____ MATERIAL PROVIDED
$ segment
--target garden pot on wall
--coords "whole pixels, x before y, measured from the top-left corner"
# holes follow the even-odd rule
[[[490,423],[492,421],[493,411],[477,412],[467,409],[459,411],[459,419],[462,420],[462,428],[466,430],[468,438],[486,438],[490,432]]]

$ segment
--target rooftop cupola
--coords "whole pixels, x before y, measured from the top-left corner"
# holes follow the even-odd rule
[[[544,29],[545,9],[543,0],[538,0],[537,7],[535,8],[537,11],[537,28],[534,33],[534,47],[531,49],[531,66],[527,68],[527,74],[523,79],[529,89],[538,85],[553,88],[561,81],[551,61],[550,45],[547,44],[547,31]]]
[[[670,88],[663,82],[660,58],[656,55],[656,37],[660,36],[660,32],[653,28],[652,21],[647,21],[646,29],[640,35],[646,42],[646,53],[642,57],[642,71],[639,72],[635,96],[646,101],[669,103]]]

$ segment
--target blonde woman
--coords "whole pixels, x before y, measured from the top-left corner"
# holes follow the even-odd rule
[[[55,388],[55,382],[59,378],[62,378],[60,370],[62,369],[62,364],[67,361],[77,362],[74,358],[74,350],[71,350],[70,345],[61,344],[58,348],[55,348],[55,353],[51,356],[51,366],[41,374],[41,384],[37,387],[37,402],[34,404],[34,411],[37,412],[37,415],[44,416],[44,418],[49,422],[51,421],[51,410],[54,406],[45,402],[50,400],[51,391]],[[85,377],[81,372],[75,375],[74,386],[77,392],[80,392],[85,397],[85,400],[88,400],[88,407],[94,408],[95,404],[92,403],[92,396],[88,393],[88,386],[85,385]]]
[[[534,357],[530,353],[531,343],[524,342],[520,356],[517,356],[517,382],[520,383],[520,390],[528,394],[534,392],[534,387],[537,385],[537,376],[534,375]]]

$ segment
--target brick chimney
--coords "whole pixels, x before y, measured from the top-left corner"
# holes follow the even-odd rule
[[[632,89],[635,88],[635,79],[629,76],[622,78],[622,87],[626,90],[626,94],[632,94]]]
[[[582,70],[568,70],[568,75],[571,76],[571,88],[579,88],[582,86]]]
________
**PROMPT:** Edit the listing above by changing every "top-left corner" to "upper-left corner", and give all of its lines again with nothing else altered.

**REPLY TO THE EXERCISE:**
$ segment
--target garden pot on wall
--coords "whole pixels, x before y, measured from the upper-left corner"
# holes follow the even-odd rule
[[[490,423],[492,421],[493,411],[477,412],[467,409],[459,411],[459,419],[462,420],[462,428],[466,430],[468,438],[486,438],[490,432]]]

$ segment
--target rooftop cupola
--coords "whole pixels, x before y, measured from the upper-left corner"
# holes follow the even-odd rule
[[[544,29],[545,9],[543,0],[538,0],[537,7],[535,8],[537,11],[537,28],[534,33],[534,47],[531,49],[531,66],[527,68],[527,74],[523,79],[529,89],[538,85],[553,88],[561,81],[551,61],[550,45],[547,44],[547,31]]]
[[[670,88],[663,82],[660,58],[656,55],[656,37],[660,36],[660,32],[653,28],[652,21],[647,21],[646,29],[640,35],[646,42],[646,53],[642,57],[642,71],[639,72],[635,96],[646,101],[669,103]]]

$ segment
--target blonde woman
--coords "whole pixels, x before y, measured from the upper-left corner"
# holes follow the even-odd rule
[[[55,388],[55,382],[59,378],[62,378],[60,370],[62,369],[62,364],[67,361],[77,362],[74,358],[74,350],[71,350],[70,345],[61,344],[58,348],[55,348],[55,353],[51,356],[51,366],[41,374],[41,384],[37,387],[37,402],[34,404],[34,411],[37,412],[37,415],[44,416],[44,418],[49,422],[51,421],[51,410],[54,406],[45,402],[50,400],[51,391]],[[85,377],[81,372],[75,375],[74,386],[77,392],[80,392],[85,397],[85,400],[88,400],[88,407],[94,408],[95,404],[92,403],[92,396],[88,393],[88,386],[85,385]]]
[[[534,357],[530,353],[531,343],[524,342],[520,356],[517,356],[517,382],[520,383],[520,390],[528,394],[534,392],[534,387],[537,385],[537,376],[534,375]]]

$ segment
--target brick chimney
--coords "whole pixels, x before y, measured from the upper-left corner"
# holes follow the even-odd rule
[[[632,89],[635,88],[635,79],[629,76],[622,78],[622,87],[626,90],[626,94],[632,94]]]
[[[582,70],[568,70],[568,75],[571,76],[571,88],[579,88],[582,86]]]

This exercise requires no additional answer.